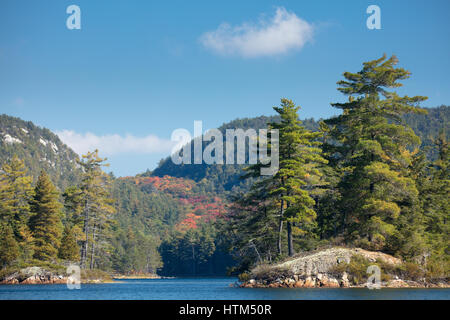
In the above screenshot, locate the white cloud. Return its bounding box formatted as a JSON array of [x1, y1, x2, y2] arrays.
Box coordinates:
[[56, 130, 175, 156], [200, 7, 313, 58]]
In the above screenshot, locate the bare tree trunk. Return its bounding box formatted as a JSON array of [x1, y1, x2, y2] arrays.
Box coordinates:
[[287, 221, 295, 257], [277, 200, 284, 254], [191, 245, 195, 275], [89, 225, 96, 269], [80, 200, 89, 269]]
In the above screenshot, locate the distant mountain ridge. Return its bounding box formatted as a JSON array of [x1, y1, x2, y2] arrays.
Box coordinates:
[[149, 106, 450, 193], [0, 114, 81, 191]]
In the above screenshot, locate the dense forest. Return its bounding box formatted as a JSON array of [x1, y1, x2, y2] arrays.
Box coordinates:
[[0, 53, 450, 276]]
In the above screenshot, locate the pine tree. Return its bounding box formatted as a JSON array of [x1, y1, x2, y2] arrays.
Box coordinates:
[[243, 99, 326, 256], [58, 226, 80, 262], [75, 150, 115, 269], [0, 155, 33, 241], [0, 223, 20, 267], [30, 171, 62, 261], [325, 56, 426, 252]]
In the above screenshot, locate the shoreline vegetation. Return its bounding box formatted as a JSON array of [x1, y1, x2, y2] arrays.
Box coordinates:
[[0, 55, 450, 288], [239, 247, 450, 288]]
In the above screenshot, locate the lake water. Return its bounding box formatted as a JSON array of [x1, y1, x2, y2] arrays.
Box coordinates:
[[0, 278, 450, 300]]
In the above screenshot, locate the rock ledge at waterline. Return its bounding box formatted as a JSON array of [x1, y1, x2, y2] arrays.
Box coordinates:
[[0, 267, 112, 284], [240, 248, 450, 288]]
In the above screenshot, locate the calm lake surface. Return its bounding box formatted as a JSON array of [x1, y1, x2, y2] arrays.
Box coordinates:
[[0, 278, 450, 300]]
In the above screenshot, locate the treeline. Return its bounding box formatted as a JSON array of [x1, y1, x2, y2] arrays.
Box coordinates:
[[0, 151, 161, 273], [224, 56, 450, 277]]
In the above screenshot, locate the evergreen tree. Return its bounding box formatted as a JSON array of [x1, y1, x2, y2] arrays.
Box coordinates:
[[247, 99, 326, 256], [325, 56, 426, 252], [0, 155, 33, 241], [0, 222, 19, 267], [75, 150, 115, 269], [58, 226, 80, 261], [30, 171, 62, 261]]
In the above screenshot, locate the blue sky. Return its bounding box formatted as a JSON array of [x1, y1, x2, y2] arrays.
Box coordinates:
[[0, 0, 450, 176]]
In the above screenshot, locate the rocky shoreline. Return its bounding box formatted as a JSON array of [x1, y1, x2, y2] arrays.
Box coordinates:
[[0, 267, 112, 284], [239, 248, 450, 288]]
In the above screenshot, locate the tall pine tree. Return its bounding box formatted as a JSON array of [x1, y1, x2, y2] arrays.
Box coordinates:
[[30, 171, 62, 261], [325, 56, 426, 252]]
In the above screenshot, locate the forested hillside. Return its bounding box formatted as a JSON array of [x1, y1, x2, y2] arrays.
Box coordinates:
[[0, 58, 450, 276], [150, 106, 450, 193], [0, 115, 81, 190]]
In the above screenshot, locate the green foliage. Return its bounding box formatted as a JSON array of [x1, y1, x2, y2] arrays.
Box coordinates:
[[0, 223, 19, 267], [30, 171, 62, 261], [58, 226, 80, 262], [0, 115, 81, 190], [325, 56, 426, 253]]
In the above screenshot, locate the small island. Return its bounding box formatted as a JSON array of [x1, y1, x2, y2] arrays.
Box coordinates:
[[240, 247, 450, 288]]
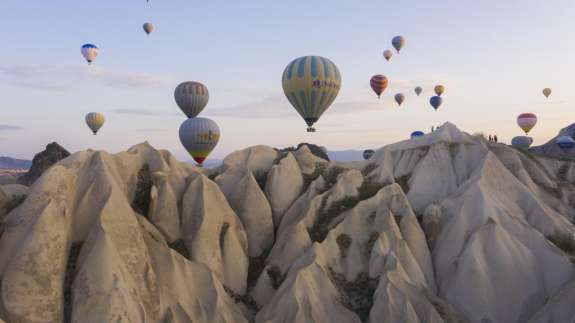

What is required - Copy the records above word for word, from the line holding "In the above screenshot, locate the treeline." through the end of the records, both ends included. Leave the pictures out of your copy.

Exercise answer -
In the above screenshot, locate the treeline. Return its bounding box formatted as a JSON array of [x1, y1, x2, y2] arrays.
Box coordinates:
[[0, 151, 161, 273], [224, 56, 450, 277]]
In the above screenshot, locate the evergreen tree. Return its bounding box formatted as a JSON array of [x1, y1, x2, y2] arrays.
Box coordinates:
[[247, 99, 326, 256], [325, 56, 426, 252], [0, 155, 33, 241], [0, 222, 19, 267], [75, 150, 115, 269], [58, 226, 80, 261], [30, 171, 62, 261]]
In the above screenshot, locate the blue sky. Return its bounding box formatted as a JSON array of [x1, y1, x2, y2] arrays.
Box coordinates:
[[0, 0, 450, 176]]
In the above screenshot, locate the rocky shoreline. Return its bounding box formatted as a JSON array of [x1, y1, x2, y2] arrays.
Box coordinates:
[[0, 267, 112, 284], [239, 248, 450, 288]]
In the above screenshot, locate the tall pine tree. Return its bounding box formatted as a JSON array of [x1, y1, x2, y2] arrays.
Box coordinates:
[[30, 171, 62, 261], [325, 56, 426, 252]]
In the above screenshot, locate the forested hillside. Return its bounding box formatted as a JSON array of [x1, y1, x2, y2] arrays.
Box coordinates:
[[0, 58, 450, 276], [150, 106, 450, 193], [0, 115, 81, 190]]
In the above screenshot, locate the green foliage. Return its bounding box formatted as a JSON array of [x1, y1, x2, y2] arrays.
Box coordinates:
[[0, 223, 19, 267], [30, 171, 62, 261], [58, 226, 80, 262], [0, 115, 81, 190], [325, 56, 426, 253]]
In the above screenshot, locate the small island. Return its bounding box formatted as a JSON array of [x1, y1, x2, y2] arrays.
Box coordinates:
[[240, 247, 450, 288]]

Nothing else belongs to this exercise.